Retype each line exactly as it stands, beginning at the first line of the material and finishing with the line that contains "Target: wet tarmac road".
::::
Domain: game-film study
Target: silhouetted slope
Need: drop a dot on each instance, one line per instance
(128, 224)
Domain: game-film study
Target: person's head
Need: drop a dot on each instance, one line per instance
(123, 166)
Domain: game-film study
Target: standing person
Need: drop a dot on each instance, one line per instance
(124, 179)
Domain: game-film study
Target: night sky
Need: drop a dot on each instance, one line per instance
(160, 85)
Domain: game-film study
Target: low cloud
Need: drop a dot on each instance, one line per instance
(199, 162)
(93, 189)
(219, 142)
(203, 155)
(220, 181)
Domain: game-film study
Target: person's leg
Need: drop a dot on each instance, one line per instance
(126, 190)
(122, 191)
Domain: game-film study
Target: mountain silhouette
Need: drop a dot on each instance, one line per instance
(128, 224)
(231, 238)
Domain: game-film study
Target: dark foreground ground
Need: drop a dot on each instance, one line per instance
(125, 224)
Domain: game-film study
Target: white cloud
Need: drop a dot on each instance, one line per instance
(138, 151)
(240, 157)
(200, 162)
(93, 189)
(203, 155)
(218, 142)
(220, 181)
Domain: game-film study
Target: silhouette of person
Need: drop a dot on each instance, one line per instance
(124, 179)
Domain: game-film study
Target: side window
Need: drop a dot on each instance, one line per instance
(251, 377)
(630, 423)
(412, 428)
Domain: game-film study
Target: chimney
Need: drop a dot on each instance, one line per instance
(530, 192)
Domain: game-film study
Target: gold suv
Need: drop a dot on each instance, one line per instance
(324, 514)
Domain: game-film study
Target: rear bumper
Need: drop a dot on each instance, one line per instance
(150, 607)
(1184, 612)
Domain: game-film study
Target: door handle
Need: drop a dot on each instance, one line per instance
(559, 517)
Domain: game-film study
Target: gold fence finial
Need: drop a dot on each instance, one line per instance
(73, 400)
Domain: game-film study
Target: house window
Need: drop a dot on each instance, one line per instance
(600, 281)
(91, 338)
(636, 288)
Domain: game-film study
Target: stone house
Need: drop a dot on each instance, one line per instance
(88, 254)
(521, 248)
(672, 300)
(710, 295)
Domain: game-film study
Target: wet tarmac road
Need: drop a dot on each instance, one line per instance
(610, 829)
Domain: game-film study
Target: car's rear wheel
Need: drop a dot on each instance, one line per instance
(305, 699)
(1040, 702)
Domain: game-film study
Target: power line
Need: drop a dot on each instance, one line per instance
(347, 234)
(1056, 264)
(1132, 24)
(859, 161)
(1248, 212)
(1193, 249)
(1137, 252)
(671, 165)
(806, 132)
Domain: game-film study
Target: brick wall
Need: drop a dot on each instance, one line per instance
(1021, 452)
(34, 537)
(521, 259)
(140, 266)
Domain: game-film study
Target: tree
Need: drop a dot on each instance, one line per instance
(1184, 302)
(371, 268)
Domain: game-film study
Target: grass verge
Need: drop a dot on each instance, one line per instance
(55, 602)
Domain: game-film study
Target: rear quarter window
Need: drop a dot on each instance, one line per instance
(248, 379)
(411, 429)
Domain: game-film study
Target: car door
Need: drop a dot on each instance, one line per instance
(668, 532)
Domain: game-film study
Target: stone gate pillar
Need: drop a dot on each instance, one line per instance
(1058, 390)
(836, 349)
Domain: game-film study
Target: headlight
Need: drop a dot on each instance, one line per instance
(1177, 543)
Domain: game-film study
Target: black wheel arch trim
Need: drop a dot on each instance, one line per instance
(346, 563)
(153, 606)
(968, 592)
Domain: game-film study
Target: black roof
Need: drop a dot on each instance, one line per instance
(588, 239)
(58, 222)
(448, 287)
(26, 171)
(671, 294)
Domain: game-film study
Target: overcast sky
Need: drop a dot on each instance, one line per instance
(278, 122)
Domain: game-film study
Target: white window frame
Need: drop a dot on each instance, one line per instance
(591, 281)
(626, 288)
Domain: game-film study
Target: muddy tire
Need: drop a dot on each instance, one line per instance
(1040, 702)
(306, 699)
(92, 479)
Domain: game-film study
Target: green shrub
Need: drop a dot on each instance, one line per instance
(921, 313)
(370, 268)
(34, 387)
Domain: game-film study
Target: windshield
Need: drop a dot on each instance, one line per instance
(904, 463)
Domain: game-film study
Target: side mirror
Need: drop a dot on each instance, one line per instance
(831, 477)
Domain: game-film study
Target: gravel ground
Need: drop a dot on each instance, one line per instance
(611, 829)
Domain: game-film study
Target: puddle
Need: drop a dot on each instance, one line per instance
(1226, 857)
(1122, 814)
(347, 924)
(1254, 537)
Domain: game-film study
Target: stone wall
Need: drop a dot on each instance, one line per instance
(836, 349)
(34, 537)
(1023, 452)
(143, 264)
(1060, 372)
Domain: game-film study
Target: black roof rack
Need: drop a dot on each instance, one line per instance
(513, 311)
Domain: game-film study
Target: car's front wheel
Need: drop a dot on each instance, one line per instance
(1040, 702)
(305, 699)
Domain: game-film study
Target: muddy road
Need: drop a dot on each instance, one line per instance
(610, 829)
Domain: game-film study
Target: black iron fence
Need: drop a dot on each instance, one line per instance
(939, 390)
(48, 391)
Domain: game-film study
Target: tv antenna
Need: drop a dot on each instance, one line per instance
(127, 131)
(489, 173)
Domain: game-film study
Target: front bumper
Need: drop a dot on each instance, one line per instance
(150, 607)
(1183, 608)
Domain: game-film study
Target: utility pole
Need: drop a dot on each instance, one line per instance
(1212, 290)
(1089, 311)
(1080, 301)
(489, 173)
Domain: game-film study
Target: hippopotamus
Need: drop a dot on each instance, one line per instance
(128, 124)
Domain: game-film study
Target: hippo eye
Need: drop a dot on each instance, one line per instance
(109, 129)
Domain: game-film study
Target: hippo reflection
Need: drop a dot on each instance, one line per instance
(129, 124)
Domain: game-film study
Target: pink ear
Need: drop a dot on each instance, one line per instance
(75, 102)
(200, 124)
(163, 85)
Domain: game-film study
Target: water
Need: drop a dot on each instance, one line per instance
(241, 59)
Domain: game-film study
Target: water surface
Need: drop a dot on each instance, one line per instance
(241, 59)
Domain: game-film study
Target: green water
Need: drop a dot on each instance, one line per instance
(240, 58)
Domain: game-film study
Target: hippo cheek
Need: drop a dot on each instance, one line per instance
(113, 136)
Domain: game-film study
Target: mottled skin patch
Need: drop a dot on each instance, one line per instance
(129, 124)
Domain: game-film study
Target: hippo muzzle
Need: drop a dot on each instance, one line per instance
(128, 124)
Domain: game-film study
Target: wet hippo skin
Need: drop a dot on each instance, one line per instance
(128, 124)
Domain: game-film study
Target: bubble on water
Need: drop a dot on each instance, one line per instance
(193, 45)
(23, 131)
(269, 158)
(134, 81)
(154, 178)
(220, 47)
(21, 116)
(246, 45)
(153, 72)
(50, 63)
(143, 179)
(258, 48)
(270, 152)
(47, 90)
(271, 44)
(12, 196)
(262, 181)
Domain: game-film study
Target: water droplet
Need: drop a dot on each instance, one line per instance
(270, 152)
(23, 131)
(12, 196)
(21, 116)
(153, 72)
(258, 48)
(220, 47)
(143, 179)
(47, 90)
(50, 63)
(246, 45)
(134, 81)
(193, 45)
::::
▶ **Answer to this task**
Domain: game-film study
Target: silhouetted slope
Need: drop a dot on each instance, one line per instance
(128, 224)
Domain: game-film study
Target: person's head
Need: drop a dot on each instance, one line per instance
(123, 166)
Domain: game-film study
Target: standing person
Need: drop a dot on each instance, one line per instance
(124, 179)
Domain: game-film study
Target: night sky
Need: drop a dot on each instance, one line per instance
(160, 85)
Domain: game-film study
Target: low cloud
Need: drop a dot on each instance, one line per instance
(199, 162)
(93, 189)
(219, 142)
(203, 155)
(220, 181)
Domain: game-film study
Target: person's leg
Need: drop a dot on each instance, one line per instance
(126, 190)
(122, 191)
Domain: game-film study
Target: mountain silhouette
Need: drop a dot on each instance, one line per instance
(128, 224)
(231, 238)
Domain: game-film study
Target: dark foreground ground
Need: drop a dot on each instance, one line per instance
(125, 224)
Domain: game-film study
Target: white cloud
Need: drop a dot on each instance, one line per instance
(138, 151)
(240, 157)
(200, 162)
(93, 189)
(203, 155)
(218, 142)
(220, 181)
Domain: game-film study
Target: silhouette of person
Need: drop a dot on each instance, one line per instance
(124, 179)
Domain: game-film study
Target: side window
Need: drop a dot on each instance, one line per instance
(251, 377)
(630, 423)
(412, 428)
Domain: game-film study
Target: chimney
Need: drop a dot on each instance, one line per instance
(530, 192)
Domain: game-film study
Target: gold suv
Need: drop a dot on each instance, one line per instance
(324, 514)
Domain: game-film study
Target: rear bumper
Need: drop a dot on each instance, one line per instance
(150, 607)
(1184, 612)
Domain: game-film study
Target: door handle
Need: drop a dot on each instance, one line per instance
(559, 517)
Domain: game-film study
Target: gold fence finial
Need: drop a dot on each instance, one line per instance
(73, 400)
Domain: game-film study
Target: house window
Need: drop a dot on each instance, one line per instance
(600, 281)
(91, 338)
(636, 288)
Domain: game-film study
Target: stone house
Need: drop a dot on each instance, one line per instance
(88, 254)
(521, 248)
(672, 300)
(710, 295)
Domain: game-film study
Target: wet tarmac road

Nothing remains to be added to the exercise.